Gestellte Aufgabe A
Kopiere aus den Zeilen unten unverändert den Teil, der mit der Zeile mit „Practice. Locate the wrist in“ beginnt und bis zum Ende der Zeilen reicht, beide Enden eingeschlossen.

Ausgewählter Abschnitt
::::

ZDF-Film "So weit das Meer": Engel der Vergangenheit

Der ZDF-Film „So weit das Meer“ mit Uwe Kockisch und Suzanne von Borsody operiert in den Schwarzen Löchern der Gerechtigkeit.

Wenn eine von Uwe Kockisch gespielte Figur nach 15 Jahren Haft aus dem Gefängnis gespuckt wird, dann weiß der Zuschauer: Es ist nicht vorbei. Ob als venezianischer Commissario Brunetti oder als Stasi-Offizier in der Serie „Weissensee“, dem Darsteller hängt unnachahmlich der Nimbus an, dass er ein Engel der Vergangenheit ist, gegerbt von den Wunden ungesühnter Schuld, Michael Kohlhaas’ entfernter Verwandter.

Irgendwo an der Ostsee spielt der Film. Kockisch stellt in diesem etwas unterkomplex als „Küstenkrimi“ bezeichneten Film (Buch: Paul J. Milbers & Sabine Radebold, Regie: Axel Barth) den Kapitän Wolf Harms dar. Der Rollenvorname Wolf passt zum Isegrim-Image.

::::

Bereitgestellte Angaben
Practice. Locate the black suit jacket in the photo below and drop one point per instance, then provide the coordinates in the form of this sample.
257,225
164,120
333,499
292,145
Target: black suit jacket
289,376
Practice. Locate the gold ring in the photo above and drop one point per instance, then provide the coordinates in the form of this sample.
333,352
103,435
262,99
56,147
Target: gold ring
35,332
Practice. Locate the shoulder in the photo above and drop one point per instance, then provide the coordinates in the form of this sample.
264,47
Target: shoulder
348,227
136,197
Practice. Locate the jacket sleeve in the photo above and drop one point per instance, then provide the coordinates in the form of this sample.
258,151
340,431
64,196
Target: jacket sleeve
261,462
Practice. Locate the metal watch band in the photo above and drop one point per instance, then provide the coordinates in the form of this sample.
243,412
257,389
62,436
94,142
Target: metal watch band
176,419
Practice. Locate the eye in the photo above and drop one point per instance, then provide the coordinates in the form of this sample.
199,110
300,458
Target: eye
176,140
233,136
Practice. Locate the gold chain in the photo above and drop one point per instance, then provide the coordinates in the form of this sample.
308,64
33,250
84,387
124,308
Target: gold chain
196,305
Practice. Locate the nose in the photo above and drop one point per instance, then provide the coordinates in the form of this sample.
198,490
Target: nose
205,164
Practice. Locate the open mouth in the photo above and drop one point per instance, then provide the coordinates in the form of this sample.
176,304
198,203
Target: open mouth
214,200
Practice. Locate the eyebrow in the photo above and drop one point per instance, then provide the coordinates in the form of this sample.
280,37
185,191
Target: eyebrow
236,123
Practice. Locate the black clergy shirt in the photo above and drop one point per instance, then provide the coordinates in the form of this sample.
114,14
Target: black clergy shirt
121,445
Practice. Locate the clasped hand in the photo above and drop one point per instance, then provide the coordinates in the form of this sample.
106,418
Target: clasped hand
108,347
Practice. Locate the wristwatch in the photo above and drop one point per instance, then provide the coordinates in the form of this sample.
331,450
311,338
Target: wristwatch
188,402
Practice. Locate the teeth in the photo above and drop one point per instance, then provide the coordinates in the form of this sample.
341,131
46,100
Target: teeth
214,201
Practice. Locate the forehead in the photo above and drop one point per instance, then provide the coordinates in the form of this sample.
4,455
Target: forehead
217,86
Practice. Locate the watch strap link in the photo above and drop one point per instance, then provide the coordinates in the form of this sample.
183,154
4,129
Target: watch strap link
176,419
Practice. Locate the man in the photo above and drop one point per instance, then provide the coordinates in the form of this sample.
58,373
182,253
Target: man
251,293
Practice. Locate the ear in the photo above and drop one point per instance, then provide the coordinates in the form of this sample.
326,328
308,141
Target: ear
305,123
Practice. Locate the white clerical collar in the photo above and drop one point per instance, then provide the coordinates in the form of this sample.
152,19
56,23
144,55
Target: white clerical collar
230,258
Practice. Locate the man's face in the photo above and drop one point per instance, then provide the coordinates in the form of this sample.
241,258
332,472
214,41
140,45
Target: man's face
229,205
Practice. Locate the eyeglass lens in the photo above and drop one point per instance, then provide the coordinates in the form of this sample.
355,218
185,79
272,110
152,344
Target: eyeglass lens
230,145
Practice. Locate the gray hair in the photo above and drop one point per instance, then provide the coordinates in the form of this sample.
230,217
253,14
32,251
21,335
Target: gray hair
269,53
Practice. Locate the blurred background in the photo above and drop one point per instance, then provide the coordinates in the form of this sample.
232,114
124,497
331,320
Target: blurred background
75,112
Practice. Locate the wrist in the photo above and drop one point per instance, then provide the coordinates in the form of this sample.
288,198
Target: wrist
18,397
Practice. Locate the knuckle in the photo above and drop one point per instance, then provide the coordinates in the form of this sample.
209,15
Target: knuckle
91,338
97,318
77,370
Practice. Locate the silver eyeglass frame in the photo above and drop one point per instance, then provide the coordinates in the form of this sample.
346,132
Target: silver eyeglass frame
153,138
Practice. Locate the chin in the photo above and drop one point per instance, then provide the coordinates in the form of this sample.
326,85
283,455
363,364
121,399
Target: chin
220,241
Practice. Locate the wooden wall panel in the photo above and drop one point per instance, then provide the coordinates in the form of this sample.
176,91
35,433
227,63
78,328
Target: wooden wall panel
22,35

::::

Gestellte Aufgabe B
Schreib aus dem Abschnitt über den ZDF-Film wortgetreu die Stelle nieder, die mit „Der ZDF-Film „So“ beginnt und bis einschließlich „Kohlhaas’ entfernter Verwandter.“ reicht.

Endergebnis A
Practice. Locate the wrist in the photo above and drop one point per instance, then provide the coordinates in the form of this sample.
288,198
Target: wrist
18,397
Practice. Locate the knuckle in the photo above and drop one point per instance, then provide the coordinates in the form of this sample.
209,15
Target: knuckle
91,338
97,318
77,370
Practice. Locate the silver eyeglass frame in the photo above and drop one point per instance, then provide the coordinates in the form of this sample.
346,132
Target: silver eyeglass frame
153,138
Practice. Locate the chin in the photo above and drop one point per instance, then provide the coordinates in the form of this sample.
326,85
283,455
363,364
121,399
Target: chin
220,241
Practice. Locate the wooden wall panel in the photo above and drop one point per instance, then provide the coordinates in the form of this sample.
176,91
35,433
227,63
78,328
Target: wooden wall panel
22,35

Endergebnis B
Der ZDF-Film „So weit das Meer“ mit Uwe Kockisch und Suzanne von Borsody operiert in den Schwarzen Löchern der Gerechtigkeit.

Wenn eine von Uwe Kockisch gespielte Figur nach 15 Jahren Haft aus dem Gefängnis gespuckt wird, dann weiß der Zuschauer: Es ist nicht vorbei. Ob als venezianischer Commissario Brunetti oder als Stasi-Offizier in der Serie „Weissensee“, dem Darsteller hängt unnachahmlich der Nimbus an, dass er ein Engel der Vergangenheit ist, gegerbt von den Wunden ungesühnter Schuld, Michael Kohlhaas’ entfernter Verwandter.